**Data for this task:**
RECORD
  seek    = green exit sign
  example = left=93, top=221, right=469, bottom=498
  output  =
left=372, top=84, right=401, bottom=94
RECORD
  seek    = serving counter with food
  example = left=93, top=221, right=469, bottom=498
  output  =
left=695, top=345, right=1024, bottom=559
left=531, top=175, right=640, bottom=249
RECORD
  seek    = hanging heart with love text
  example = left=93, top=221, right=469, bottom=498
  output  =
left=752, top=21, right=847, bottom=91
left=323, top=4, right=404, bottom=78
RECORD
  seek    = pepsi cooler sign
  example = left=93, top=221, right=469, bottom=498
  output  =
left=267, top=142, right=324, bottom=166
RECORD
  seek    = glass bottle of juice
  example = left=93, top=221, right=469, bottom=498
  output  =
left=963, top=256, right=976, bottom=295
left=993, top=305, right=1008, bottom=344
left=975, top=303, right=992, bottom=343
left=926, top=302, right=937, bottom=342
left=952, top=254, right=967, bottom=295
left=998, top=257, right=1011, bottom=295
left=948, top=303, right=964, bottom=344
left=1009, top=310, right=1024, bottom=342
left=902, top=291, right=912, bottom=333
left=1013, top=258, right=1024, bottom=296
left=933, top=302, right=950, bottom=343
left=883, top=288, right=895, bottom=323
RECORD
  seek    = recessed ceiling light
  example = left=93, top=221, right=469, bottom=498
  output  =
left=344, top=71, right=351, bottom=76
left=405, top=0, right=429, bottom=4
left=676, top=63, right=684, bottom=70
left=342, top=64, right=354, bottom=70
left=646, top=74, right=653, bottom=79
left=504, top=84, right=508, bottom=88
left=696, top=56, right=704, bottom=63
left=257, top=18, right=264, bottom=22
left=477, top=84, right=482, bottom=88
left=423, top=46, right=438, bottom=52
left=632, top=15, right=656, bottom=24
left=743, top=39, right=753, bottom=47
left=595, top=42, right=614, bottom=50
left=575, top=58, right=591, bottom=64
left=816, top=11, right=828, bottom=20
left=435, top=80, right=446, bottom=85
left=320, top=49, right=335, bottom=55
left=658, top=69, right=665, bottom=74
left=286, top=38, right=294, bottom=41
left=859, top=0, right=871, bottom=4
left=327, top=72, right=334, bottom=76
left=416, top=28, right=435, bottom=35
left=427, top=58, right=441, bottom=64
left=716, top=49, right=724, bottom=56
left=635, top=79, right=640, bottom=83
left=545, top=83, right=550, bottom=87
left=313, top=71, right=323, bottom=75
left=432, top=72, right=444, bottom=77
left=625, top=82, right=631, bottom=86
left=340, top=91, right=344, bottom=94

**Exercise directions:** Every line of the material should come back unchanged.

**Task output:**
RECORD
  seek    = green exit sign
  example = left=93, top=221, right=469, bottom=498
  output  =
left=372, top=84, right=401, bottom=94
RECORD
  seek    = serving counter with food
  example = left=93, top=221, right=469, bottom=498
  output  =
left=695, top=345, right=1024, bottom=559
left=531, top=175, right=640, bottom=249
RECORD
  seek    = hanging heart with love text
  example = left=93, top=221, right=469, bottom=498
  output  =
left=752, top=21, right=847, bottom=91
left=323, top=4, right=404, bottom=78
RECORD
  seek    = pepsi cooler sign
  example = left=93, top=221, right=469, bottom=498
  output  =
left=267, top=142, right=324, bottom=166
RECORD
  seek    = glass bottle of juice
  example = left=93, top=221, right=469, bottom=498
  output  =
left=963, top=256, right=976, bottom=295
left=993, top=305, right=1008, bottom=344
left=975, top=303, right=992, bottom=343
left=926, top=302, right=937, bottom=342
left=952, top=254, right=967, bottom=295
left=998, top=257, right=1011, bottom=295
left=948, top=303, right=964, bottom=344
left=1009, top=310, right=1024, bottom=342
left=902, top=291, right=912, bottom=333
left=1013, top=258, right=1024, bottom=296
left=933, top=302, right=950, bottom=343
left=883, top=288, right=895, bottom=323
RECORD
  seek    = recessed ceiling light
  example = left=93, top=221, right=469, bottom=498
  output  =
left=344, top=71, right=351, bottom=76
left=405, top=0, right=429, bottom=4
left=676, top=63, right=684, bottom=70
left=342, top=64, right=354, bottom=70
left=646, top=74, right=653, bottom=79
left=504, top=84, right=508, bottom=88
left=696, top=56, right=704, bottom=63
left=257, top=18, right=264, bottom=22
left=477, top=84, right=482, bottom=88
left=423, top=46, right=438, bottom=52
left=632, top=15, right=656, bottom=24
left=743, top=39, right=753, bottom=47
left=595, top=42, right=614, bottom=50
left=575, top=58, right=591, bottom=64
left=816, top=11, right=828, bottom=20
left=435, top=80, right=446, bottom=85
left=320, top=49, right=335, bottom=55
left=658, top=69, right=665, bottom=74
left=286, top=38, right=294, bottom=41
left=859, top=0, right=871, bottom=4
left=327, top=72, right=334, bottom=76
left=416, top=28, right=435, bottom=35
left=427, top=58, right=441, bottom=64
left=716, top=49, right=724, bottom=56
left=635, top=79, right=640, bottom=83
left=545, top=83, right=550, bottom=87
left=313, top=71, right=323, bottom=75
left=432, top=72, right=444, bottom=77
left=625, top=82, right=631, bottom=86
left=340, top=91, right=344, bottom=94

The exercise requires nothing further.